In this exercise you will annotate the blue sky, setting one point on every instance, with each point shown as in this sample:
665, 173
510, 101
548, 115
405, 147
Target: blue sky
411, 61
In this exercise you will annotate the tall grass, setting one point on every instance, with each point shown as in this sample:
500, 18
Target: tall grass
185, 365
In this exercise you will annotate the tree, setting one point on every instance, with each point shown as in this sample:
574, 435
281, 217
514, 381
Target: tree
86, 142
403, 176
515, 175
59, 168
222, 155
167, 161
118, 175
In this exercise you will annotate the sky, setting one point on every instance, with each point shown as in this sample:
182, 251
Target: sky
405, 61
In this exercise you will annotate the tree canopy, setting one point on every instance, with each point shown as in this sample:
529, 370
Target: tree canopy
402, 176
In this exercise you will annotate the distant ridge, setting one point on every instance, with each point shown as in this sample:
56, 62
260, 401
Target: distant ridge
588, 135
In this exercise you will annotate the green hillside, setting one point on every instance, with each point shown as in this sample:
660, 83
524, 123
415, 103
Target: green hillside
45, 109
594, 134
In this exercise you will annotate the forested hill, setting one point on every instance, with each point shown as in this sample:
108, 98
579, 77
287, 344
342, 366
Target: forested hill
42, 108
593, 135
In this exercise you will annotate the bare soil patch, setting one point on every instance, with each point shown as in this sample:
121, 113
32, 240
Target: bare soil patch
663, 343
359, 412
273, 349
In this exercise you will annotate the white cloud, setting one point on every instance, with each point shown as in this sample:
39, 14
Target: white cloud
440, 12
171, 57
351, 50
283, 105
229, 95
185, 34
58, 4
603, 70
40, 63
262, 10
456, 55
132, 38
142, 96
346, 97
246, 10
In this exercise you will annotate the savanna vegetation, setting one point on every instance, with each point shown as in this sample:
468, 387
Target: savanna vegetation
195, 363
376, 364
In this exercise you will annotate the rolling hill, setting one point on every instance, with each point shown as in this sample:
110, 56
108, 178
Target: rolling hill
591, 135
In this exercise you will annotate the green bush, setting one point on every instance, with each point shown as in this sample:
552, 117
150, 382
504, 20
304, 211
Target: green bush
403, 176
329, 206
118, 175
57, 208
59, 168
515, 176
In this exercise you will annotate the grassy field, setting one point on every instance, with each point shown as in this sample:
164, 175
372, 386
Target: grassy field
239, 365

#### [PROMPT]
Can you copy out every entry above line for line, changing nothing?

#### [RESULT OF THIS EXERCISE]
In this exercise you will annotate the blue sky, setting one point on every instance, with each point shown as in this sample:
665, 173
510, 101
548, 115
405, 147
Target: blue sky
411, 61
In this exercise you will annotate the tall grass, setting one point on every instance, with each point shown as in this sample:
500, 18
Target: tall grass
185, 365
In this exercise you will annotate the tree, setting one point on every instance, with each point shown as in this sample:
574, 435
281, 217
514, 381
Target: tree
86, 142
403, 176
515, 175
59, 168
222, 155
167, 161
118, 175
In this exercise you will annotate the sky, setting one point on every instance, with each point shown as in this sample:
182, 251
Target: sky
405, 61
In this exercise you will annotate the tree canopy, setting one point on every instance, with each point shown as in this sample:
529, 370
Target: tree canopy
402, 176
In this exercise you will annotate the distant ridge, setting one point on every instance, with each point shown as in this sample:
56, 62
260, 401
Target: distant ridge
588, 135
In this exercise you will annotate the green hillside, setting one point on every instance, with each point shown as in this sample:
660, 83
524, 123
415, 103
Target: green hillside
45, 109
594, 134
In this exercise you will annotate the forested hill, setting one point on every instance, with each point shown as in this sample:
108, 98
579, 77
287, 344
342, 366
Target: forested hill
42, 108
593, 135
In this exercise you will annotate the bare soil patch, setting one point on every instance, with each point shown as in this sample:
121, 113
32, 240
Target: bare soil patch
663, 343
359, 412
273, 349
In this exercise you will annotate the white cloud, setting one point on every instance, with each point shown as in this sample:
39, 14
Target: white cloud
440, 12
171, 57
351, 50
283, 105
229, 95
185, 34
58, 4
603, 70
40, 63
262, 10
456, 55
132, 38
142, 96
346, 97
246, 10
In this exercise you will annotate the savanna vegetation, setting one point on every instance, with each point shown as in this sample:
468, 387
Target: savanna vegetation
195, 363
376, 364
In this exercise you will annotate the rolling hill, setting one point on every instance, with each point shown as in this sample:
110, 56
108, 178
Target: rolling hill
591, 135
In this exercise you will annotate the green bush, setting one point on every instance, with each point shown as in this sample:
552, 117
150, 382
504, 20
304, 211
Target: green bush
403, 176
329, 206
118, 175
57, 208
59, 168
515, 176
In this exercise you will annotate the grassy field, setting one point on every instance, with each point shown as in this sample:
164, 175
372, 386
Target: grassy field
239, 365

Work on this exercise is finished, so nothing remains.